#### Text passage:
After three weeks of violent protests ignited by his disputed re-election and withdrawal of army and police backing, Bolivian President Evo Morales resigned on Sunday,
“I resign my post as president,” the Latin America’s longest-serving president Morales said in a televised address, on a day of fast-moving events in which several ministers and senior officials quit as support for the leftist leader.
He went on to say that he was stepping down for the “good of the country” but added in an attack on opponents whom he had accused of a coup attempt, “Dark forces have destroyed democracy.”
Bolivia’s first indigenous leader, Morales later said on Twitter that the police had an “illegal” warrant for his arrest and that “violent groups” had attacked his home.
Renuncio para que Mesa y Camacho no sigan persiguiendo, secuestrando y maltratando a mis ministros, dirigentes sindicales y a sus familiares y para que no sigan perjudicando a comerciantes, gremiales, profesionales independientes y transportistas que tienen el derecho a trabajar.
— Evo Morales Ayma (@evoespueblo) November 10, 2019
The streets of La Paz immediately exploded in celebration, as jubilant Bolivians set off firecrackers and waved the country’s red, yellow and green flag. The main opposition candidate in the election, former president Carlos Mesa, said Bolivians “have taught the world a lesson. Tomorrow Bolivia will be a new country.” Cuba and Venezuela, longtime allies of the leftist leader, denounced a “coup.”
Morales was declared the winner of the October 20 presidential election with a narrow margin, giving him a controversial fourth term, having first taken power in 2006.
But the opposition said there was fraud in the vote count and three weeks of street protests ensued, during which three people died and hundreds were injured.
The Organization of American States carried out an audit of the election and on Sunday reported irregularities in just about every aspect that it examined: the technology used, the chain of custody of ballots, the integrity of the count, and statistical projections.

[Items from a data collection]
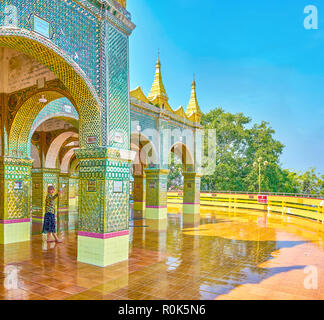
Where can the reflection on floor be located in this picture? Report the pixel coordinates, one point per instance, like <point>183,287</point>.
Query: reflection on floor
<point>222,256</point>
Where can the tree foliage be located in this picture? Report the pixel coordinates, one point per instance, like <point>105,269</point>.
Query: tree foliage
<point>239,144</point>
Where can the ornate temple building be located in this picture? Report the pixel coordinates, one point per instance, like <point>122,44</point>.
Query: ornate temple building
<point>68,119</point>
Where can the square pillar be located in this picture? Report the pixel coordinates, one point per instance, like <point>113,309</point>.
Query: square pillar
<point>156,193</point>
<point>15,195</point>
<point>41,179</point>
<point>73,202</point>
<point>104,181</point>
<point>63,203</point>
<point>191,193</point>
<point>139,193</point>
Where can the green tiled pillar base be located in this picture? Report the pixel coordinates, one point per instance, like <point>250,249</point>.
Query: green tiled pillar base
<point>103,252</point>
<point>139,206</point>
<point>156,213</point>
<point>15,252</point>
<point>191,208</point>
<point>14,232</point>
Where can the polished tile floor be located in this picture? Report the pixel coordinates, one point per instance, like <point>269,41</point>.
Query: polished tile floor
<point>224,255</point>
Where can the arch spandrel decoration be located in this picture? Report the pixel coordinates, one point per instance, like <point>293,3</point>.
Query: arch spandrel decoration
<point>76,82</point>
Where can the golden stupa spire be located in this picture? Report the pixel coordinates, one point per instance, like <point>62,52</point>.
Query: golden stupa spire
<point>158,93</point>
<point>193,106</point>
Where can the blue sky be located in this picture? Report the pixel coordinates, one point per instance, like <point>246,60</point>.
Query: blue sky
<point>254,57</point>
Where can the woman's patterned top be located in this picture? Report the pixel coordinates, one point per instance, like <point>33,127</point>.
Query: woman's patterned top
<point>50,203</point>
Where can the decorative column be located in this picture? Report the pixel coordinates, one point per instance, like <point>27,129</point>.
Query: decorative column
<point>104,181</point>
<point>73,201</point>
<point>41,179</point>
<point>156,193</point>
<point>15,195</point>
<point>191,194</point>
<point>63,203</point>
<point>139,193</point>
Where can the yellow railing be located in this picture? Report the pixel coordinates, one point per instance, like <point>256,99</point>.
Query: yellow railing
--
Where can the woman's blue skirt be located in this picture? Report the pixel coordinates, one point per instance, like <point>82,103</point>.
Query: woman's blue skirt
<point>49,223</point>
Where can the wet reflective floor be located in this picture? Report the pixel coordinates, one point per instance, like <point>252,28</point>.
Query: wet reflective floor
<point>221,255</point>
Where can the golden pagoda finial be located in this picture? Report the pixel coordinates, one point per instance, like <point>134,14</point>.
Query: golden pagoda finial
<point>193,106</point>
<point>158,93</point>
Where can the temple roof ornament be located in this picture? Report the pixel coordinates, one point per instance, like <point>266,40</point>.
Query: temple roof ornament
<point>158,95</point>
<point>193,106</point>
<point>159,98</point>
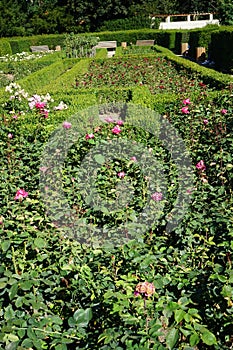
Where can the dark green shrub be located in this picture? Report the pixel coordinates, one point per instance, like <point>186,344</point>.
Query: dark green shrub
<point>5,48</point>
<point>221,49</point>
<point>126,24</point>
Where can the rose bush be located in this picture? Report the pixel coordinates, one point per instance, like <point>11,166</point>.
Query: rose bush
---
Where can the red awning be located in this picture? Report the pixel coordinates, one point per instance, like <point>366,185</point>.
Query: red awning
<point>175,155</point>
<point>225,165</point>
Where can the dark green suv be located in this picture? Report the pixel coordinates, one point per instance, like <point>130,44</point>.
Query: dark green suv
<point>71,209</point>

#### Prompt 1:
From the article on Evo Morales's resignation, output the part that opens with the words containing "He went on to" and closes with "attacked his home.".
#### Prompt 2:
According to the article on Evo Morales's resignation, in what year did Morales first take power?
The items have nothing to do with what comes next.

#### Answer space 1:
He went on to say that he was stepping down for the “good of the country” but added in an attack on opponents whom he had accused of a coup attempt, “Dark forces have destroyed democracy.”
Bolivia’s first indigenous leader, Morales later said on Twitter that the police had an “illegal” warrant for his arrest and that “violent groups” had attacked his home.

#### Answer space 2:
2006